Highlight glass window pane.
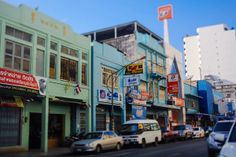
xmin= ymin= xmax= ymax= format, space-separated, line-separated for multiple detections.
xmin=23 ymin=60 xmax=30 ymax=72
xmin=36 ymin=50 xmax=44 ymax=76
xmin=14 ymin=57 xmax=21 ymax=70
xmin=5 ymin=42 xmax=13 ymax=55
xmin=49 ymin=54 xmax=56 ymax=79
xmin=24 ymin=47 xmax=30 ymax=59
xmin=15 ymin=44 xmax=21 ymax=57
xmin=5 ymin=55 xmax=12 ymax=68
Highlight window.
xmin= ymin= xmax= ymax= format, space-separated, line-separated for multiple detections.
xmin=36 ymin=49 xmax=44 ymax=76
xmin=102 ymin=67 xmax=118 ymax=88
xmin=82 ymin=63 xmax=88 ymax=85
xmin=50 ymin=41 xmax=57 ymax=51
xmin=37 ymin=37 xmax=45 ymax=47
xmin=4 ymin=41 xmax=31 ymax=72
xmin=61 ymin=46 xmax=78 ymax=57
xmin=6 ymin=26 xmax=32 ymax=42
xmin=49 ymin=53 xmax=57 ymax=79
xmin=61 ymin=57 xmax=78 ymax=82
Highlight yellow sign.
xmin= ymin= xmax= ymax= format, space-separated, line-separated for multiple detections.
xmin=125 ymin=63 xmax=143 ymax=75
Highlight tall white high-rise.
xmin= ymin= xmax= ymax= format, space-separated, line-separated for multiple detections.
xmin=184 ymin=24 xmax=236 ymax=83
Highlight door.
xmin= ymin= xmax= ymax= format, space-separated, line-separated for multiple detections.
xmin=29 ymin=113 xmax=41 ymax=149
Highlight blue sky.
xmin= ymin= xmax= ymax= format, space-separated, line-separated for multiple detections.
xmin=5 ymin=0 xmax=236 ymax=52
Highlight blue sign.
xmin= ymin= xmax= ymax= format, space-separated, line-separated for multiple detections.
xmin=132 ymin=105 xmax=147 ymax=119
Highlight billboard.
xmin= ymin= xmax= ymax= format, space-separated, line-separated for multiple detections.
xmin=158 ymin=4 xmax=173 ymax=21
xmin=125 ymin=63 xmax=143 ymax=75
xmin=167 ymin=74 xmax=179 ymax=94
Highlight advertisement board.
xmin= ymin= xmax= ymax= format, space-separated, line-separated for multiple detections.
xmin=125 ymin=63 xmax=143 ymax=75
xmin=0 ymin=68 xmax=47 ymax=95
xmin=132 ymin=105 xmax=147 ymax=119
xmin=167 ymin=74 xmax=179 ymax=94
xmin=158 ymin=4 xmax=173 ymax=21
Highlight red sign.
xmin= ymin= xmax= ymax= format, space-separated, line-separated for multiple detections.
xmin=0 ymin=68 xmax=39 ymax=91
xmin=167 ymin=74 xmax=179 ymax=94
xmin=174 ymin=98 xmax=184 ymax=107
xmin=158 ymin=4 xmax=173 ymax=21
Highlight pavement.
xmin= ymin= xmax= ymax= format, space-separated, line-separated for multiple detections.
xmin=0 ymin=139 xmax=208 ymax=157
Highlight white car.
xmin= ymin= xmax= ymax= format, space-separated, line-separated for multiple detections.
xmin=218 ymin=122 xmax=236 ymax=157
xmin=193 ymin=127 xmax=205 ymax=138
xmin=119 ymin=120 xmax=161 ymax=148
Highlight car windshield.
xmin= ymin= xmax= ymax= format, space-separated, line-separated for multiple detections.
xmin=120 ymin=124 xmax=138 ymax=135
xmin=83 ymin=132 xmax=102 ymax=139
xmin=229 ymin=125 xmax=236 ymax=142
xmin=173 ymin=125 xmax=185 ymax=130
xmin=214 ymin=122 xmax=233 ymax=132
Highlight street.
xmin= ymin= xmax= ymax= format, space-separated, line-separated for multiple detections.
xmin=61 ymin=139 xmax=208 ymax=157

****

Requirements |
Convert the records from the line with "Highlight white car." up to and including the last line of the records into a two-column CSV with the header columns instruction and boxes. Give one row per record, with its text and its answer each placed in a single quoted field and every line break replaced by a space.

Completed task |
instruction,boxes
"Highlight white car. xmin= ymin= xmax= ymax= format, space-separated, line-separated for multiple detections.","xmin=218 ymin=122 xmax=236 ymax=157 xmin=193 ymin=127 xmax=205 ymax=138 xmin=119 ymin=120 xmax=161 ymax=148"
"Highlight car windshield. xmin= ymin= xmax= ymax= format, space-separated, line-separated for multiple detections.","xmin=120 ymin=124 xmax=138 ymax=135 xmin=83 ymin=132 xmax=102 ymax=139 xmin=229 ymin=125 xmax=236 ymax=142 xmin=173 ymin=125 xmax=185 ymax=130 xmin=214 ymin=122 xmax=233 ymax=132"
"Highlight street. xmin= ymin= xmax= ymax= format, space-separated, line-separated for multiple detections.","xmin=61 ymin=139 xmax=208 ymax=157"